# [Requirement 1]
In the report on the Hama and Idlib airstrikes, how many patients a month did the three hospitals that can no longer function serve, according to the WHO?
# [Requirement 2]
Repeat word for word the passage of the report on the Hama and Idlib airstrikes from "Mustafa al-Haj Yousef, director" to "supported by Turkey.".

# [Provided text]
The Hama and Idlib provinces have been the target of at least 110 air attacks by Russian and Syrian government aircraft, the Syrian Observatory for Human Rights reported on Saturday 4 May. According to the London-based organization, at least 69 people have been killed since the start of this new escalation on 30 April.
The new wave of violence in the region could jeopardize the Russian-Turkish agreement to establish a demilitarized zone in Idlib. The agreement was reached in 2018 in the hopes of preventing a Syrian government offensive in the region.
Officially Damascus claims that the air attacks have targeted the jihadists’ military facilities. The Syrian state news agency SANA reported that the airstrikes were a response to multiple violations of the de-escalation agreement by the rebels.
However, UN and World Health Organization (WHO) representatives have pointed out that schools and medical institutions in the region have also been affected by the attacks.
According to the WHO, three hospitals in Hama and Idlib that tend to as many as 11,000 patients every month can no longer continue to function as a result of the recent destruction.
UN representatives have remarked that the Syrian government forces have resorted to their most massive bombing using barrel bombs in the last 15 months. In such bombardment, barrels with explosives are dropped from helicopters on enemy targets.
Mustafa al-Haj Yousef, director of the Syrian Civil Defense in Idlib, said that more than 130,000 people have been forced to leave Hama and Idlib in search of safety. He says that the Syrian Civil Defense’s centers have also been targeted directly in the airstrikes.
The organization claimed in a Facebook post that the bombardment in the demilitarized zone is being done deliberately “to force out the people who have already returned to their homes”.
Around 3 million Syrians still live in Idlib. The province is controlled by a coalition of the terrorist group Tahrir al-Sham, which is led by militants from the Al-Nusra Front, and the secular National Front for Liberation, which is supported by Turkey.
Recently the media reported that Damascus was planning to clear out the regions where the provinces of Hama and Idlib intersect in order to establish a demilitarized zone there.
Syrian Deputy Foreign Minister Faisal Mekdad told the TV channel Al Mayadeen in an interview on 2 May that he considers it “unacceptable” for “armed bands that enjoy support from Turkey” to hold a portion of Syria’s territory.

# [Provided data]
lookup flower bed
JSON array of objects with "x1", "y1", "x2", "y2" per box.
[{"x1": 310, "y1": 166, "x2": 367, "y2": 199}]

# [Written reply 1]
As many as 11,000 patients every month.

# [Written reply 2]
Mustafa al-Haj Yousef, director of the Syrian Civil Defense in Idlib, said that more than 130,000 people have been forced to leave Hama and Idlib in search of safety. He says that the Syrian Civil Defense’s centers have also been targeted directly in the airstrikes.
The organization claimed in a Facebook post that the bombardment in the demilitarized zone is being done deliberately “to force out the people who have already returned to their homes”.
Around 3 million Syrians still live in Idlib. The province is controlled by a coalition of the terrorist group Tahrir al-Sham, which is led by militants from the Al-Nusra Front, and the secular National Front for Liberation, which is supported by Turkey.